# [What you will do]
Return the lines of the data below from the line containing "the person in" through the line containing "(1153, 274)", both included, copying them exactly.
───── Material provided ─────
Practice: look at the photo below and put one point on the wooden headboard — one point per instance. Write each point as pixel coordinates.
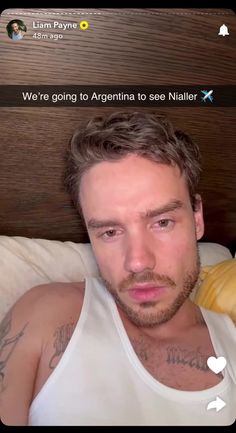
(129, 47)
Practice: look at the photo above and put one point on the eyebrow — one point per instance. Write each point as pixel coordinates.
(151, 213)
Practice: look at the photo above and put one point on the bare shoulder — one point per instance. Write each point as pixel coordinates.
(26, 333)
(50, 298)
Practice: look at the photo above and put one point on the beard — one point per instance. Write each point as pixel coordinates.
(147, 314)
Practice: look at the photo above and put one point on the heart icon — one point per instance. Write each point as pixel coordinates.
(216, 364)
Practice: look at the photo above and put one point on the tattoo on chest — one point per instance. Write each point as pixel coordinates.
(194, 358)
(7, 344)
(154, 357)
(62, 337)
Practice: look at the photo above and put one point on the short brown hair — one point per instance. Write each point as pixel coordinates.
(112, 137)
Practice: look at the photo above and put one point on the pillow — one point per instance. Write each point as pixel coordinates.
(218, 289)
(26, 262)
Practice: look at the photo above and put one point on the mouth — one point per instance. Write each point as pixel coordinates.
(145, 293)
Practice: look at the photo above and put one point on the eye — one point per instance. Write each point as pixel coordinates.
(110, 234)
(164, 224)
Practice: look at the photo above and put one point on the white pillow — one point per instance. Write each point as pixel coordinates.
(26, 262)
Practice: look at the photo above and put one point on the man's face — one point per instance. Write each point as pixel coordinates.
(144, 235)
(15, 27)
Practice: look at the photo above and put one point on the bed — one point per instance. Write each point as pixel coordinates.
(39, 228)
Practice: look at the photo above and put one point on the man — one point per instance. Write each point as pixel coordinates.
(129, 348)
(15, 31)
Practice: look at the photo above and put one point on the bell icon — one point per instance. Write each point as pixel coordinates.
(223, 30)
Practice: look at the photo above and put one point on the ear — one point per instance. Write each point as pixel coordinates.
(198, 217)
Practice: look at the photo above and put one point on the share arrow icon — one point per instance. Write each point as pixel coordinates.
(216, 404)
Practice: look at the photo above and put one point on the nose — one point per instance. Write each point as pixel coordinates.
(139, 254)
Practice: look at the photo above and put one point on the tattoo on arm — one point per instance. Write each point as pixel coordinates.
(194, 359)
(7, 344)
(62, 337)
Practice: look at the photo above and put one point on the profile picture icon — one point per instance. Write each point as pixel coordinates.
(16, 29)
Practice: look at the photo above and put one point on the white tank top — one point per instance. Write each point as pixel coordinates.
(100, 381)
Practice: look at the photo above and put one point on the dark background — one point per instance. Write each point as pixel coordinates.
(121, 47)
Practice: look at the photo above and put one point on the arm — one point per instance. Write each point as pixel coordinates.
(20, 347)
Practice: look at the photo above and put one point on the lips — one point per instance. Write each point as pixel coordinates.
(146, 292)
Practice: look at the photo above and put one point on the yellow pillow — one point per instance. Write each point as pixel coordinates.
(217, 291)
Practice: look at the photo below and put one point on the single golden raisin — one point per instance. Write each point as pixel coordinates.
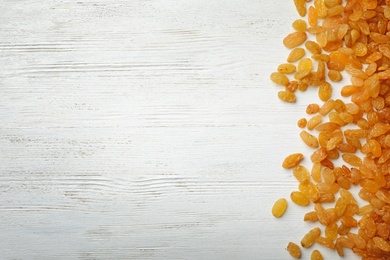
(279, 207)
(310, 238)
(296, 54)
(294, 250)
(299, 198)
(292, 160)
(294, 39)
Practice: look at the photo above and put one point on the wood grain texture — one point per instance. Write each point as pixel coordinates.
(144, 129)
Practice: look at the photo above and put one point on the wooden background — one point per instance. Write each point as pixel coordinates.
(145, 129)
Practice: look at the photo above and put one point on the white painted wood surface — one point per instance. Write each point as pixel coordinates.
(144, 129)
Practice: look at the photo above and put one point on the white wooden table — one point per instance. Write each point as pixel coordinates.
(145, 129)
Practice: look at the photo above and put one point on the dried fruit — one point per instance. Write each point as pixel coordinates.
(294, 250)
(279, 207)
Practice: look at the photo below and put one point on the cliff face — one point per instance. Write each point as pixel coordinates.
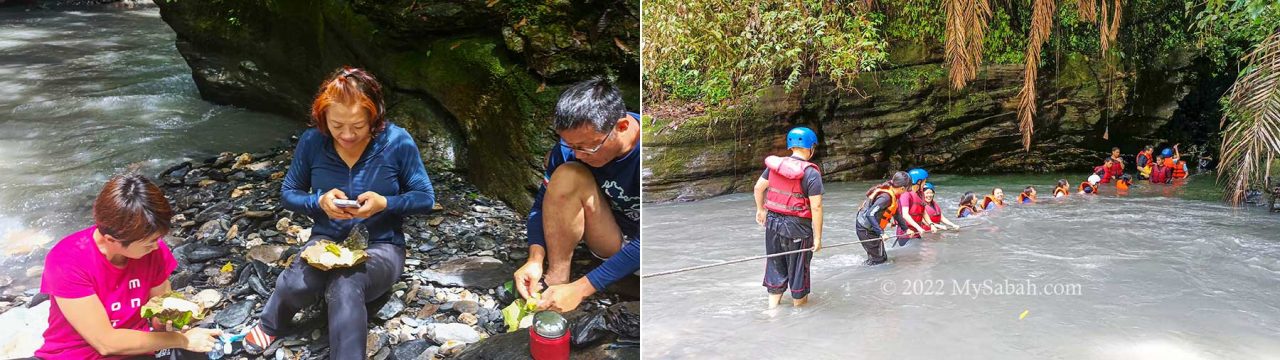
(908, 117)
(475, 82)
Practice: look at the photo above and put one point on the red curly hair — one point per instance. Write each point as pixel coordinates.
(350, 86)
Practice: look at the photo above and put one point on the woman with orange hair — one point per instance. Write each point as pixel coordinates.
(352, 153)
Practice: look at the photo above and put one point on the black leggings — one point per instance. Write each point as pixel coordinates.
(874, 249)
(346, 290)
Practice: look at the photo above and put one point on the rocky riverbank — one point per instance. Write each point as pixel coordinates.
(232, 240)
(905, 115)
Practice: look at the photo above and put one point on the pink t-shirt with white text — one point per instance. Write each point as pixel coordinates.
(74, 268)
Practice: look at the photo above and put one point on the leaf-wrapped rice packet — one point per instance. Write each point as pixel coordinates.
(173, 308)
(327, 255)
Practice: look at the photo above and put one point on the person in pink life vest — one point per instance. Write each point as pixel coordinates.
(933, 219)
(789, 206)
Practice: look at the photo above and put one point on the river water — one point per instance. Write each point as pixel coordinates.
(83, 94)
(1153, 274)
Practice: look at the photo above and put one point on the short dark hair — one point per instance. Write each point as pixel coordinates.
(594, 101)
(901, 180)
(131, 208)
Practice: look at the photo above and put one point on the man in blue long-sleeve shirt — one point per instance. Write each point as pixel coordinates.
(590, 192)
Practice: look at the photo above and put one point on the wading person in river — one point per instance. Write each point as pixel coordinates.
(1116, 168)
(789, 206)
(935, 220)
(1027, 196)
(1063, 188)
(351, 153)
(968, 205)
(995, 200)
(99, 278)
(913, 204)
(1143, 162)
(877, 213)
(590, 194)
(1089, 186)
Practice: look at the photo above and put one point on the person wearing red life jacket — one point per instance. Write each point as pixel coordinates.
(1027, 196)
(992, 201)
(877, 213)
(1104, 171)
(1063, 188)
(1116, 168)
(1123, 185)
(913, 204)
(933, 219)
(1089, 186)
(789, 206)
(1144, 162)
(1160, 173)
(968, 205)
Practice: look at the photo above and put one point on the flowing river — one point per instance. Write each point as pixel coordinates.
(1159, 273)
(83, 94)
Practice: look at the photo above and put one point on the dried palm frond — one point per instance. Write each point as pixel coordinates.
(965, 30)
(1088, 10)
(1253, 105)
(1042, 22)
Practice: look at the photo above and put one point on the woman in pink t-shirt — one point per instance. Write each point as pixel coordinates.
(100, 277)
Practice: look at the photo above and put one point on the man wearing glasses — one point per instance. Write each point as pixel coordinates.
(590, 194)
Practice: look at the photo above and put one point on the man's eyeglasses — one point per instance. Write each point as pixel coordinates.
(593, 150)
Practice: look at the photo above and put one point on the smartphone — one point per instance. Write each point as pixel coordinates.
(341, 203)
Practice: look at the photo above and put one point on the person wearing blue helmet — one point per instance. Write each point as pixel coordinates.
(918, 177)
(1174, 162)
(935, 220)
(913, 204)
(1143, 162)
(789, 206)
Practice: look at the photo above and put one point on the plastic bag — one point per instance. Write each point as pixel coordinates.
(621, 319)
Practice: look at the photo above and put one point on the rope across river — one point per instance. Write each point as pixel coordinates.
(780, 254)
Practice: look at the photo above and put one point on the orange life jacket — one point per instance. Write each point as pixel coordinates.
(892, 204)
(1143, 158)
(1091, 187)
(1180, 169)
(1023, 197)
(786, 191)
(935, 213)
(988, 199)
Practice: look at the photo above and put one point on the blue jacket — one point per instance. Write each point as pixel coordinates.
(391, 165)
(620, 181)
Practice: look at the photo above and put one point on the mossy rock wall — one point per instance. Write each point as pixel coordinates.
(475, 82)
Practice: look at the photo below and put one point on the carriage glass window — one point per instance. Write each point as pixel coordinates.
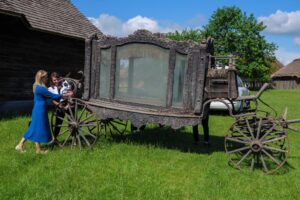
(105, 72)
(141, 74)
(178, 83)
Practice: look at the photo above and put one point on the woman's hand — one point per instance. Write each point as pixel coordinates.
(69, 94)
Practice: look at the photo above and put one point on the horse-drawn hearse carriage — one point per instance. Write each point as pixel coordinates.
(146, 78)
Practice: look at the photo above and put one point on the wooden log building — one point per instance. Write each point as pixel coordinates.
(39, 34)
(288, 77)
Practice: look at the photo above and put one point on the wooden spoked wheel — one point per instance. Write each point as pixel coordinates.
(257, 143)
(79, 126)
(114, 126)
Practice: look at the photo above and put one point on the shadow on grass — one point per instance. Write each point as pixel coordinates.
(181, 140)
(13, 115)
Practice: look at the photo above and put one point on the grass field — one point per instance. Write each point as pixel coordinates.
(157, 164)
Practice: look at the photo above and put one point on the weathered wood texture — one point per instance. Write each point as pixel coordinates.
(142, 113)
(286, 83)
(24, 51)
(221, 83)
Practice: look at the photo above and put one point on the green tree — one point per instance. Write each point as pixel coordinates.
(236, 33)
(194, 35)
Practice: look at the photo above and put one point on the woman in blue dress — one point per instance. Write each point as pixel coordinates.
(39, 129)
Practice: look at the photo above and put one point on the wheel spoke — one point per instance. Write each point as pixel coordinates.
(268, 132)
(87, 133)
(120, 123)
(81, 113)
(249, 129)
(272, 158)
(273, 140)
(252, 162)
(63, 131)
(244, 157)
(275, 149)
(62, 126)
(236, 140)
(88, 125)
(87, 118)
(71, 113)
(115, 128)
(263, 162)
(79, 142)
(237, 129)
(84, 138)
(259, 128)
(75, 110)
(63, 119)
(67, 139)
(239, 149)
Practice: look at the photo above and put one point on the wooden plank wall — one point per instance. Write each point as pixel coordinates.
─────
# [Written solution]
Practice: look at the photo above and put one point on the person in pink life vest — one point per instance. Write each point as pixel coordinates.
(933, 219)
(789, 206)
Practice: look at the photo above and put one point on the river water — one point per instance. Write each point as pixel coordinates.
(83, 94)
(1153, 274)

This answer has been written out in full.